TEXT
## START

By: Garrett Best
Friday night, August 29th, fifteen church leaders from four congregations in the Memphis area came together for the first “Night of Dialogue.” The impetus behind this event started months ago when I was asked to speak at the Shepherd’s Network Conference at the Harding School of Theology. I was tasked to speak to a group of elders from across the country on behalf of young ministers. In order to do this, I reached out via Facebook to about 40 Millennial ministers. It was not a comprehensive survey by any means. I asked them to share with me the joys and frustrations of working in their current ministries. The respondents were graduates of Abilene, Harding, Freed-Hardeman, and Faulkner. They are working in youth, family, preaching, college, and education ministry. What I found was that a sizable group of our Millennial ministers are unhappy and frustrated in ministry. They are particularly frustrated with their relationships, or lack thereof, with elders and the older generation. What’s the worst part? These Millennial ministers are frustrated at their churches, but they don’t feel that they are able to talk to their elders (mostly older men) about their frustrations.
So, I did a little digging. I started reading Thom Rainer’s blog and Barna’s research published in You Lost Me. I also read Flavel Yeakley, a statistician in Churches of Christ. What I found was disheartening. Thom Rainer estimates that no more than 15% of Millennials are Christians and that at most, 20% regularly attend church. There are 78 million Millennials (meaning only about 11-12 million are active churchgoers). In You Lost Me, researchers found that 60% of those graduating high school leave the church. Flavel Yeakley confirmed that statistic in Churches of Christ and found that we are losing 55% of our graduating high school seniors during college. You don’t have to look around long to know those statistics are accurate.
A few weeks after the Shepherd’s Network, I was asked to speak on the Summer Series of a local church. I was given the topic, “Reaching Millennials.” I worked on the presentation with my circle of Millennial ministers in town who regularly work with young adults. When I spoke, I told the congregation who Millennials are as a generation, what we are looking for when we come to church, and what a church must do to reach them. It caused quite a stir. I even heard of a gentlemen who was upset at my presentation and said, “Well, if that’s what Millennials want in church, then they can just go somewhere else.” I had stirred up the hornets nest.

## END

DESCRIPTION OF THE TASK
Resume the account of Millennial ministers and church elders in Memphis, beginning after its final sentence and keeping its first-person voice.

AVAILABLE DATA
## START

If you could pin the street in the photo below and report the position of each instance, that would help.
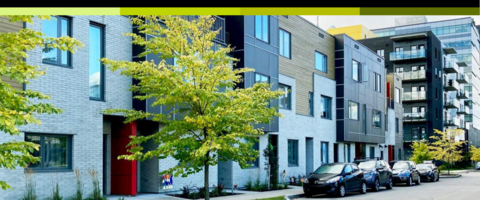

## END

TASK RESPONSE
I presented that same lesson at two other churches. What I have found in our churches is that the older generation and younger generation spend a lot of time talking about their frustrations with one another, but rarely ever talk to one another. The younger generation does not feel they can approach the elders. The older members of the congregation have a hard time understanding the younger generation. Both groups feel threatened by the other. “These young folks just want to move too fast. We don’t want things to change.” “These older folks don’t want to try anything new. We won’t grow if we don’t change.” Let’s face it, we look at life, work, family, politics, and the church differently.
I began to feel that many of the problems we are facing are caused by a lack of dialogue. We all need to sit down across from one another and have a conversation. We can’t keep pretending the generational differences aren’t causing tensions in our churches. So we decided to do something about it. We planned the first “Night of Dialogue”. Fifteen church leaders from four congregations came together to sit down and talk with one another. There were five Millennial ministers, five experienced ministers, and five elders. The four churches range the conservative-progressive spectrum. Dr. Evertt Huffard, dean of Harding School of Theology, moderated the event.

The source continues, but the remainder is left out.